··· SOURCE EXTRACT ···

- Based on: Alam Panah by Rafia Manzurul Amin
- Directed by: Lekh Tandon
- Starring: Kanwaljeet Singh, Deepika Deshpande, Navin Nischol, Vineeta Malik, Azam Parwana.
- Country of origin: India
- Original language: Urdu
- No. of episodes: 14

Production
- Producer: Gul Anand

Original release
- Network: DD National

= Farmaan =

Farmaan (also spelled Farman) is an Indian television show broadcast on DD National in 1994. The show was directed by Lekh Tandon and based on Rafia Amin's novel Alam Panah, set in Hyderabad.

The show's stars included Kanwaljit Singh, Navin Nischol, Raja Bundela, Vineeta Malik, Kalpana Iyer, Neha Sharad and it was the debut serial of Deepika Deshpande Amin & Hyderabadi Actor Azam Parwana (As Nawab Tamkeen Yar Jung).

Faman had 14 episodes, and was re-run on DD National in June 2016, and DD Urdu in June 2014.

== Plot ==
In a former royal family in Hyderabad, India, the elder heir, Azar Nawab (Kanwaljit Singh) was the son of Badi Sarkar (Vineeta Malik), a widow and matriarch. Navin Nischol played painter Waqar Chand, who was the younger brother of Azar's late father (Bade Nawab) but had withdrawn from his family over his career as an artist. Deepika played Aiman Shahab, who joins Badi Sarkar as a general assistant. Aiman lost her mother when she was young, and her father around her graduation. She lived with an aunt in Bangalore and joined Badi Sarkar's mansion named Farmaan, in Hyderabad, for work.

··· DATASET ROWS ···

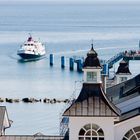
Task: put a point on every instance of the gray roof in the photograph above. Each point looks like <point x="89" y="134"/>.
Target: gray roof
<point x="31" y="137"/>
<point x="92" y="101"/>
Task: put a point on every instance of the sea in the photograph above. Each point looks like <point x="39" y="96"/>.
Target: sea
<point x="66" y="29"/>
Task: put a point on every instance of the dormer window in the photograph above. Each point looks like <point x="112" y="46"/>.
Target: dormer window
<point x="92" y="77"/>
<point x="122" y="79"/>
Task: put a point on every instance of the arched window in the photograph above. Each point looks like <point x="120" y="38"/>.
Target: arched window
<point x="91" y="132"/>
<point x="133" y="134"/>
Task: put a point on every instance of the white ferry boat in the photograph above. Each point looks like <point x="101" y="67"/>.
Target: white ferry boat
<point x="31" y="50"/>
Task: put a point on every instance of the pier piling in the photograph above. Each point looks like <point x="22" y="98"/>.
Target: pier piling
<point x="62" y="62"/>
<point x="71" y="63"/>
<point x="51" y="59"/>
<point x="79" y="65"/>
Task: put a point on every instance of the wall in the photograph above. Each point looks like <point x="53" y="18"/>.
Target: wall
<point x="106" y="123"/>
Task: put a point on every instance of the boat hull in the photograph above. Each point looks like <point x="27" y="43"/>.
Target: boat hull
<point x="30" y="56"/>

···
··· DATASET ROWS ···

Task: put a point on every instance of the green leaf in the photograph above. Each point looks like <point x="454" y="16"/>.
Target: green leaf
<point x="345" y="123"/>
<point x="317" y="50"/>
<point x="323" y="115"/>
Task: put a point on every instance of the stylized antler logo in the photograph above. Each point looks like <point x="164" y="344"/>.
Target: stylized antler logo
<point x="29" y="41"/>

···
··· DATASET ROWS ···

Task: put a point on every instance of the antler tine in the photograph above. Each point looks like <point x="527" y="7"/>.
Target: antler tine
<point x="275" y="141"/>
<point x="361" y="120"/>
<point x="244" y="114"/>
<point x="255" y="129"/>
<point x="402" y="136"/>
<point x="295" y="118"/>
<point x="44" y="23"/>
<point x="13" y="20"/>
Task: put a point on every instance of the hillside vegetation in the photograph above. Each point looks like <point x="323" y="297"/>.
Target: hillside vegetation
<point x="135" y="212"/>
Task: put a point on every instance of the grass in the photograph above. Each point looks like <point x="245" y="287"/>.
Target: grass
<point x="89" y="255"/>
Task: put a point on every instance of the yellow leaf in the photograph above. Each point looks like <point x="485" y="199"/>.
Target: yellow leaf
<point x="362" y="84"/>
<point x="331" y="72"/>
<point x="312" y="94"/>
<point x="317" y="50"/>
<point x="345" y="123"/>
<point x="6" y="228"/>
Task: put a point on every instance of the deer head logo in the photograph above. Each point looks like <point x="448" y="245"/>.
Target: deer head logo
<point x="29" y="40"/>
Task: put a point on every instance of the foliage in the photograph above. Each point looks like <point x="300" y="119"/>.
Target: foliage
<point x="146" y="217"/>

···

▶ **THINGS TO DO**:
(A) Answer these questions from the Farmaan article.
(i) Who was the producer of the show?
(ii) In what year was the show first broadcast on DD National?
(iii) In which city did Aiman Shahab live with her aunt?
(B) Reproduce the passage of the Farmaan article starting at "Original release" and ending at "in June 2014.".

▶ **THE RESPONSES**:
(A)
(i) Gul Anand
(ii) 1994
(iii) Bangalore

(B)
Original release
- Network: DD National

= Farmaan =

Farmaan (also spelled Farman) is an Indian television show broadcast on DD National in 1994. The show was directed by Lekh Tandon and based on Rafia Amin's novel Alam Panah, set in Hyderabad.

The show's stars included Kanwaljit Singh, Navin Nischol, Raja Bundela, Vineeta Malik, Kalpana Iyer, Neha Sharad and it was the debut serial of Deepika Deshpande Amin & Hyderabadi Actor Azam Parwana (As Nawab Tamkeen Yar Jung).

Faman had 14 episodes, and was re-run on DD National in June 2016, and DD Urdu in June 2014.